§ To be done: Please reproduce the items below word for word, starting with the line that contains "Q: Point out each instance of the gas" and continuing through the final line of the items, both included.

§ Entries:
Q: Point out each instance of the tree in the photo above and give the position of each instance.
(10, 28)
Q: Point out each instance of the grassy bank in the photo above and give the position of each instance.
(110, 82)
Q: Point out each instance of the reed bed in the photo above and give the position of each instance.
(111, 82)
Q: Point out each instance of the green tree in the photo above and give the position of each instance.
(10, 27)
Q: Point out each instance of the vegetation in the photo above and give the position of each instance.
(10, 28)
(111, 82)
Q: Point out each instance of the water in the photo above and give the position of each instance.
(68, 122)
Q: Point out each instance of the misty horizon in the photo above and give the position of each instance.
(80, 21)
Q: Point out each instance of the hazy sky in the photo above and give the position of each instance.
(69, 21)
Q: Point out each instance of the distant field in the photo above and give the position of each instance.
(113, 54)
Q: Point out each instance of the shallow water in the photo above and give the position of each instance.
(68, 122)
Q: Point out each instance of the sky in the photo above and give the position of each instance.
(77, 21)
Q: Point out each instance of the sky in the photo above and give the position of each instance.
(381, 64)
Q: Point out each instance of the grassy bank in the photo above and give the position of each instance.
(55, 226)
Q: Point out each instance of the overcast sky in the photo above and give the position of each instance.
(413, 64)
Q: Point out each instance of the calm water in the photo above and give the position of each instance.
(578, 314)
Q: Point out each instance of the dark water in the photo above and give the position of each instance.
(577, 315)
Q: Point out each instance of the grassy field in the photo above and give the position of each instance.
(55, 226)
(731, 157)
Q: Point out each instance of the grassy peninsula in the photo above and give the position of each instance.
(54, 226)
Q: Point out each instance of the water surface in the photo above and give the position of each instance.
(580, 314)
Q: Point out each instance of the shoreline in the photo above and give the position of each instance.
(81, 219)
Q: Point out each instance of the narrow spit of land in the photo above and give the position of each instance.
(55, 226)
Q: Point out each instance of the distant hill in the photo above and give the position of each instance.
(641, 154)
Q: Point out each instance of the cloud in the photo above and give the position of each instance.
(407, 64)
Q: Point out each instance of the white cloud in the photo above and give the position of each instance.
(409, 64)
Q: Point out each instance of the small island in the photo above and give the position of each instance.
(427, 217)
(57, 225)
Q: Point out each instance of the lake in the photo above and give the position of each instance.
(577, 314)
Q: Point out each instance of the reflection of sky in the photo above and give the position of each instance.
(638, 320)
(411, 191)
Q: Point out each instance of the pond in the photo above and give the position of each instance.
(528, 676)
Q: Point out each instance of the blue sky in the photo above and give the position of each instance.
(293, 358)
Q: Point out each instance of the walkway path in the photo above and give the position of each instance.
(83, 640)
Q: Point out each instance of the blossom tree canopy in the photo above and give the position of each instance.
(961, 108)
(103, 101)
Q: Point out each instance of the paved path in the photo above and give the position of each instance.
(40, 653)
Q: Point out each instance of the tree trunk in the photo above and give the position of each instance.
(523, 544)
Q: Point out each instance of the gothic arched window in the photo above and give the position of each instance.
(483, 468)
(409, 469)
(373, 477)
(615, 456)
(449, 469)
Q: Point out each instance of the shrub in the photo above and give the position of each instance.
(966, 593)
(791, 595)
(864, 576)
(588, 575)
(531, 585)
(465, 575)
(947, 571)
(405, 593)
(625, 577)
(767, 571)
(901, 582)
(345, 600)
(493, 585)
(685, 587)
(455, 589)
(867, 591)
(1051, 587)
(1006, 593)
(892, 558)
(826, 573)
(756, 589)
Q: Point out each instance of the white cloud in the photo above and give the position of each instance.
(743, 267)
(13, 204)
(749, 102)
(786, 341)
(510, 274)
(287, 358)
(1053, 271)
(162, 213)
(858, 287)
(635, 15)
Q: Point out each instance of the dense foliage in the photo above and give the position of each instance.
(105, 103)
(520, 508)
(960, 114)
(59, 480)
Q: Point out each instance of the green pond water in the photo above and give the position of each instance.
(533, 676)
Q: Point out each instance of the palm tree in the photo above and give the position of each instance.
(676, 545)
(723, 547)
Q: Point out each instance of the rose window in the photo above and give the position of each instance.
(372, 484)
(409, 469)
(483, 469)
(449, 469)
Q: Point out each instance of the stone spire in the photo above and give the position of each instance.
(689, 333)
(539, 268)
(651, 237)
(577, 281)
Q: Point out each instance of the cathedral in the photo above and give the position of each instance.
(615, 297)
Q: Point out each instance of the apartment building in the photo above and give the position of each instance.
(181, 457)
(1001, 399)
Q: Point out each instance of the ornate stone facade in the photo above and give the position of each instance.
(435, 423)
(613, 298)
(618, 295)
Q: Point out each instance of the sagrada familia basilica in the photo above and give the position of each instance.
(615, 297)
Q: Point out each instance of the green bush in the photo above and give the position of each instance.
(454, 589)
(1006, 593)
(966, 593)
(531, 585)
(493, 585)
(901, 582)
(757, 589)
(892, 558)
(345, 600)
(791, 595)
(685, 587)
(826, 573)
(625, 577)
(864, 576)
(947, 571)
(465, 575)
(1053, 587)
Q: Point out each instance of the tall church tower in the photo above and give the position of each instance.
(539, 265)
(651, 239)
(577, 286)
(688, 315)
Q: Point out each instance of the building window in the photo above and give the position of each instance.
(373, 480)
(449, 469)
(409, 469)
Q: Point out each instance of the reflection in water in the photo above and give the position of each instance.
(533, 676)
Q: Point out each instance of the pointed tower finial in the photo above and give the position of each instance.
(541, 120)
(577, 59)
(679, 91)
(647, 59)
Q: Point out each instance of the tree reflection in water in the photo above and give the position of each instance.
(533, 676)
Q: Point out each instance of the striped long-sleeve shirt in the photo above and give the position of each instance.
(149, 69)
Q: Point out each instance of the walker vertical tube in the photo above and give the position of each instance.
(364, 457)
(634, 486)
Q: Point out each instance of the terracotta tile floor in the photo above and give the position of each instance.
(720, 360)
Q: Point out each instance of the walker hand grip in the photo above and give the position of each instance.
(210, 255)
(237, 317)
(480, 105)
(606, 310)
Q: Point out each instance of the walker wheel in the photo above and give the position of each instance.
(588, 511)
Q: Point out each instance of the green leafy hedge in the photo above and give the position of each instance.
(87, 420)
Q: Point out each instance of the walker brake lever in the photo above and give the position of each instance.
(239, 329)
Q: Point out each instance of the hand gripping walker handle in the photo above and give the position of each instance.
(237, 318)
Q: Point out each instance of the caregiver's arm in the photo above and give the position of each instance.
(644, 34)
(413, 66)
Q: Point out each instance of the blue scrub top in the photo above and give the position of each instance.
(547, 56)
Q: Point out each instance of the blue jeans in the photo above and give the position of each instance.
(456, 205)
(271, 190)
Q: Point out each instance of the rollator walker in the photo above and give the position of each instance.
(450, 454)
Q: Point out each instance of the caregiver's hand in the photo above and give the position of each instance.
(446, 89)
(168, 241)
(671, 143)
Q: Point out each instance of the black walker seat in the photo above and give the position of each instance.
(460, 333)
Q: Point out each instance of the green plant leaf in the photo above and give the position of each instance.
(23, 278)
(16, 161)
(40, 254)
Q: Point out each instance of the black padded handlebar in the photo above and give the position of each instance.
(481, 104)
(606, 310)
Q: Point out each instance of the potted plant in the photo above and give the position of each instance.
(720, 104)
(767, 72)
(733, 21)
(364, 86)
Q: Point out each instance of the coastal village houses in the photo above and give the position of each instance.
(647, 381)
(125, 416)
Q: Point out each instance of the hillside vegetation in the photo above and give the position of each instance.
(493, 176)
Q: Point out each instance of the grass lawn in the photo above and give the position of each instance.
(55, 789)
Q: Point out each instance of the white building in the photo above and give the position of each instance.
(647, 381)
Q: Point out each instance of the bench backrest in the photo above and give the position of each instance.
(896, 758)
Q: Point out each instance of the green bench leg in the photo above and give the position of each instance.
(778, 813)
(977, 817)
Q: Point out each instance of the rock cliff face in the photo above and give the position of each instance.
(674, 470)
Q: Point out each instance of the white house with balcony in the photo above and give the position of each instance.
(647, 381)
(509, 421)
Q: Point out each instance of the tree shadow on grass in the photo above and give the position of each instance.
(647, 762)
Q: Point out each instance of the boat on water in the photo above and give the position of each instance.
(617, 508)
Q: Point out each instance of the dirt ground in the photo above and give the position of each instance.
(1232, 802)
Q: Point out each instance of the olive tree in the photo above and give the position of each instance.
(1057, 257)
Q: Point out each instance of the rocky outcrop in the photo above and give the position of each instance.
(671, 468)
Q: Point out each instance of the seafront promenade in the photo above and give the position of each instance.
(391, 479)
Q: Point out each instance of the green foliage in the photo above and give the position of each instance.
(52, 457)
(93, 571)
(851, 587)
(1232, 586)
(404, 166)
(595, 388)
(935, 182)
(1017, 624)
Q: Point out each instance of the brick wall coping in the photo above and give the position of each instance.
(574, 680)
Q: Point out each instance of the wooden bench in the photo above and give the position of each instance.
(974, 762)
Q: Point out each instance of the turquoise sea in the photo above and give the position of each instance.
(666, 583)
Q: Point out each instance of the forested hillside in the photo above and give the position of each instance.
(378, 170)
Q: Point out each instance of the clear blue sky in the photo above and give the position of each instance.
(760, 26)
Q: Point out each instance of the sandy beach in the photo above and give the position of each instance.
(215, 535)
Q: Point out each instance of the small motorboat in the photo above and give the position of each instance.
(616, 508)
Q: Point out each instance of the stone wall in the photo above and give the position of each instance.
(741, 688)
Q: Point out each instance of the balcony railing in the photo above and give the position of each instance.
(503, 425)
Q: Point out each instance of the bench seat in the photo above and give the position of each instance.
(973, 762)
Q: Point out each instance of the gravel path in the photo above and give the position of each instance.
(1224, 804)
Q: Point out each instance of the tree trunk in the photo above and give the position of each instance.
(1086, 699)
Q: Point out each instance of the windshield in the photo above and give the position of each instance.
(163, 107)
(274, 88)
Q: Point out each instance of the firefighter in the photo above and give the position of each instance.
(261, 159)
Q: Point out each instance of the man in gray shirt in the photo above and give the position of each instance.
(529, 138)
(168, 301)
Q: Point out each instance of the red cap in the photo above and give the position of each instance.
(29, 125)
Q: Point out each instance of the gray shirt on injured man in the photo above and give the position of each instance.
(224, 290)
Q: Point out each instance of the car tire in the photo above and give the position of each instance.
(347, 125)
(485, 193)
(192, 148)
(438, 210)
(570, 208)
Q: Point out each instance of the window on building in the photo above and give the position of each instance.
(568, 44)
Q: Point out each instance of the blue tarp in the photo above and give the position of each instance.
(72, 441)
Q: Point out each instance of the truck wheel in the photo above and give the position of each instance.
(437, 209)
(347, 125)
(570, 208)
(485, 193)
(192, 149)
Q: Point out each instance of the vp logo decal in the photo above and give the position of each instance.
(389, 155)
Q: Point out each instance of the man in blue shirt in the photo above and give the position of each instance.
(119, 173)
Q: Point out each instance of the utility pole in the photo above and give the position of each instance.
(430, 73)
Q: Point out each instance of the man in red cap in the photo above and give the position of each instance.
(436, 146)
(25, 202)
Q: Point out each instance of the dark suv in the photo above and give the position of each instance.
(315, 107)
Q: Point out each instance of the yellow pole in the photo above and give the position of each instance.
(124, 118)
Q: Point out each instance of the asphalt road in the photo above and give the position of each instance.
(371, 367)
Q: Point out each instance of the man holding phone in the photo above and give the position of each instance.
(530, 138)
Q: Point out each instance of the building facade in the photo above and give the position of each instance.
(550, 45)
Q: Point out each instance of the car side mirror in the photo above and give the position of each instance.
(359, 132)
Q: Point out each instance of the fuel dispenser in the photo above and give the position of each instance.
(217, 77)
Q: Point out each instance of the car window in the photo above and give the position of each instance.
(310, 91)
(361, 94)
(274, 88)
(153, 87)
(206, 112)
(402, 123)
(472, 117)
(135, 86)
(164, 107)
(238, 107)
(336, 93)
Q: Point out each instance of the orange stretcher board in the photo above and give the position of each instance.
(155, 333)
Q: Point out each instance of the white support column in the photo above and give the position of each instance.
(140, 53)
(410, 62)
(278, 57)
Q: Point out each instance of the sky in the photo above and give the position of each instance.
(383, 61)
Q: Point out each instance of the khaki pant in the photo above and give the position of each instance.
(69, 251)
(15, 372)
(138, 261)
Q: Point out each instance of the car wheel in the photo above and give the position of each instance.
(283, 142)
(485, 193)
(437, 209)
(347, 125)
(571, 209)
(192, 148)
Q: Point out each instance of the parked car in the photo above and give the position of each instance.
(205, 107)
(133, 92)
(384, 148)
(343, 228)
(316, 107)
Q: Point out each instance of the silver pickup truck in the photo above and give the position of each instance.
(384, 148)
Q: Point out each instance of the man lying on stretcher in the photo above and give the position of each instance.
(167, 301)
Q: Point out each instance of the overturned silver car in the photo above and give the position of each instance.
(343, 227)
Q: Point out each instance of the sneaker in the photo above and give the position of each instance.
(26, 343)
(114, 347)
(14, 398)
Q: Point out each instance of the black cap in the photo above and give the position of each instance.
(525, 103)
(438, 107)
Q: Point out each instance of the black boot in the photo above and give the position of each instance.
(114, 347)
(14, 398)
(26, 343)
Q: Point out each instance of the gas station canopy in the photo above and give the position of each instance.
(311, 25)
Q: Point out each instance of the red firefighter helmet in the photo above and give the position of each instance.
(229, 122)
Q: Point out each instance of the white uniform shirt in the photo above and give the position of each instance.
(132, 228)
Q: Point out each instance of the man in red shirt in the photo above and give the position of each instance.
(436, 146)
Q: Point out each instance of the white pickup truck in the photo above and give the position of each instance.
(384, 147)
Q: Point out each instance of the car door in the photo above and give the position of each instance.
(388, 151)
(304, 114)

§ Result below:
Q: Point out each instance of the gas station canopy in the photo above and give the position of each instance.
(311, 25)
Q: Point out each instance of the red firefighter helmet in the photo above and give the position of each instance.
(229, 122)
Q: Point out each instance of the white uniform shirt in the photo above and give the position of each instance.
(132, 228)
Q: Point out each instance of the man in red shirt in the photo above and give the position of each instance.
(436, 146)
Q: Point out each instance of the white pickup truck in the photo above and give the position of each instance.
(384, 147)
Q: Point out each instance of the car door in the photo above and give the position of each instance.
(388, 151)
(304, 114)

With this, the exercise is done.